INSTRUCTIONS TO FOLLOW.
Copy out the records word for word, from the line with "target | bird standing on rock" up to and including the last line of the records.

>> START PROVIDED ENTRIES

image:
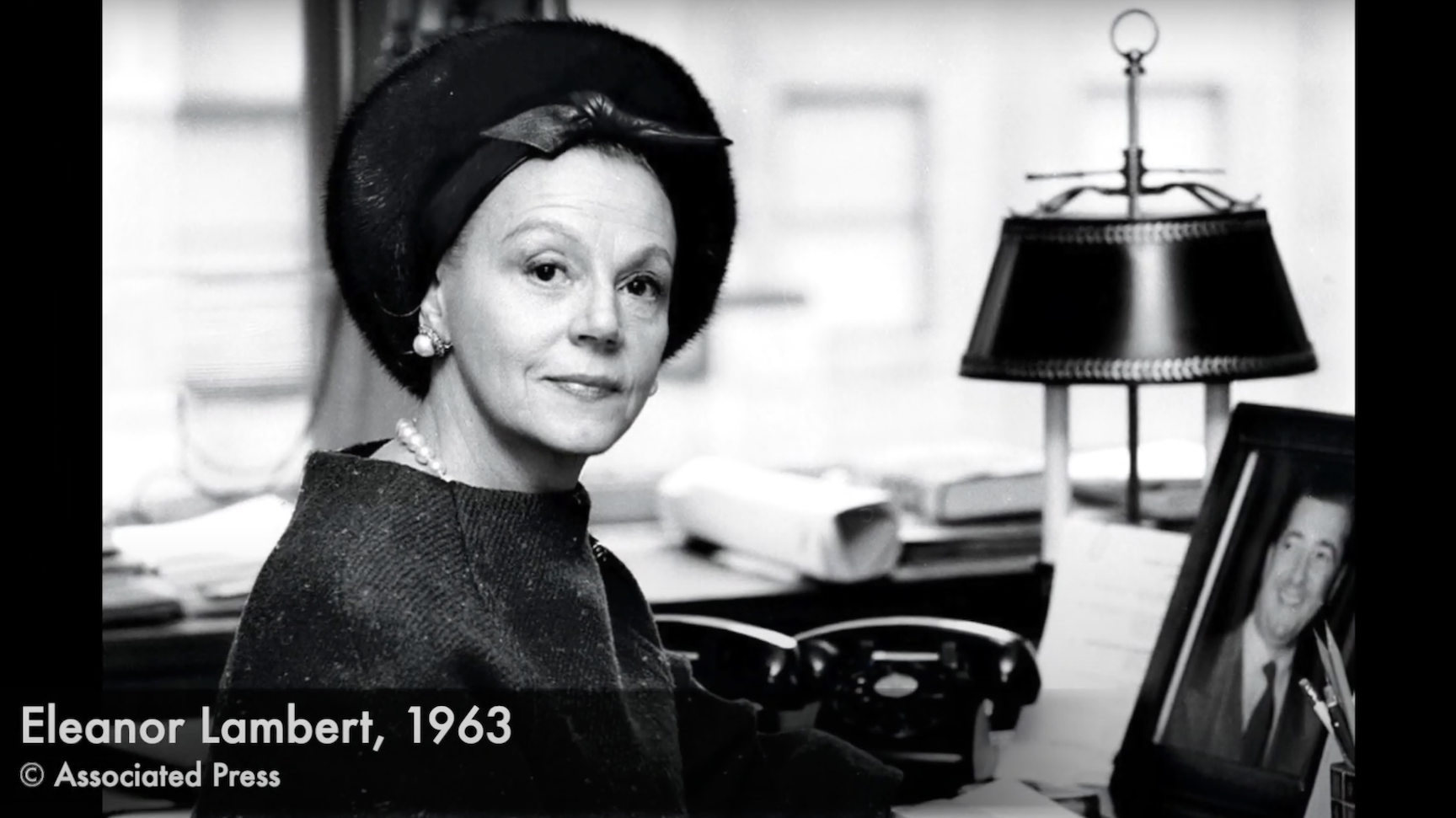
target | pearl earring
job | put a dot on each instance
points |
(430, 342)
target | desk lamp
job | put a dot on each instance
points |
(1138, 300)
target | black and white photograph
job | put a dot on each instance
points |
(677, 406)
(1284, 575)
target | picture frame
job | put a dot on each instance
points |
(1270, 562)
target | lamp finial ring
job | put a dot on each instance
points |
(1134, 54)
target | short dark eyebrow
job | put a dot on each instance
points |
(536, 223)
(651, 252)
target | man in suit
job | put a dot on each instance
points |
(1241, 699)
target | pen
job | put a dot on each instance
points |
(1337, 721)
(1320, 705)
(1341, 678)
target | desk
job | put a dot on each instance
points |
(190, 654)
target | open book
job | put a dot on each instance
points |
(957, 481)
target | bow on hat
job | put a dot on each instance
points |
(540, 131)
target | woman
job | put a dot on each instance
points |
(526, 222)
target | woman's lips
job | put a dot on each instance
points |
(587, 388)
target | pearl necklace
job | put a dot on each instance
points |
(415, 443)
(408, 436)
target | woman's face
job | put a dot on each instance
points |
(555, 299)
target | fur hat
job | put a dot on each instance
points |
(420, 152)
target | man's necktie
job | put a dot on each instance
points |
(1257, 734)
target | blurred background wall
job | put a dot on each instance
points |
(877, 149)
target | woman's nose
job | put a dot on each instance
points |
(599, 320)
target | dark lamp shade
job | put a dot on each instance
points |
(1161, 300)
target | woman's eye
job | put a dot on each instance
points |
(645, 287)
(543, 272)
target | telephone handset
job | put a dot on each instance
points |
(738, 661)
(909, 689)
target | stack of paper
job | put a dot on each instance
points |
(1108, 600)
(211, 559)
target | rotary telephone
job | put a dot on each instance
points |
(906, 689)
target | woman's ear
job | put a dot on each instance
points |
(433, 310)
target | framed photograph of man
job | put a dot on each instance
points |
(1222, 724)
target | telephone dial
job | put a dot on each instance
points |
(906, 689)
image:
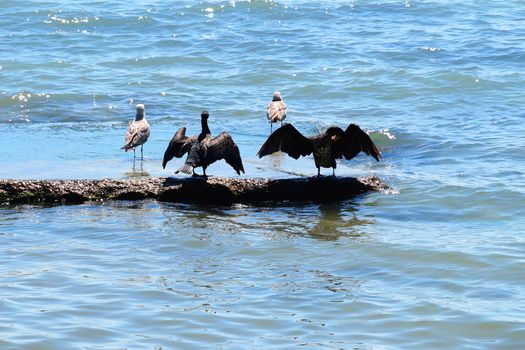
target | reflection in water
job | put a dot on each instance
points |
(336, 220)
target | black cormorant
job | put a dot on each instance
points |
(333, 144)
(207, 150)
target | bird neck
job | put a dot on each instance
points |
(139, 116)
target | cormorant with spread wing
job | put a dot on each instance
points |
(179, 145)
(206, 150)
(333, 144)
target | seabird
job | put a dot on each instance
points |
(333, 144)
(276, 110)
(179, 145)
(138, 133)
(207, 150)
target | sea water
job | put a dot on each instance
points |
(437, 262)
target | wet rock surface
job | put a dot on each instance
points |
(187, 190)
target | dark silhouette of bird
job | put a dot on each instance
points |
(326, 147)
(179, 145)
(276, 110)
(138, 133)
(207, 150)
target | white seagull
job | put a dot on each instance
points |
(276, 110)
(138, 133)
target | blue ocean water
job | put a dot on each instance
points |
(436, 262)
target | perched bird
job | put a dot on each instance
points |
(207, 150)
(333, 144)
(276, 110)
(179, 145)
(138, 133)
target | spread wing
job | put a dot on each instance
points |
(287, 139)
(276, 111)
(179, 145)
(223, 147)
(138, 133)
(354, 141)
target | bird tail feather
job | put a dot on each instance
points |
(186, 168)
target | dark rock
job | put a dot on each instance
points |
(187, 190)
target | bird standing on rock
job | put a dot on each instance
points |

>> END PROVIDED ENTRIES

THE COMPLETED TASK.
target | bird standing on rock
job | put a dot on each instance
points |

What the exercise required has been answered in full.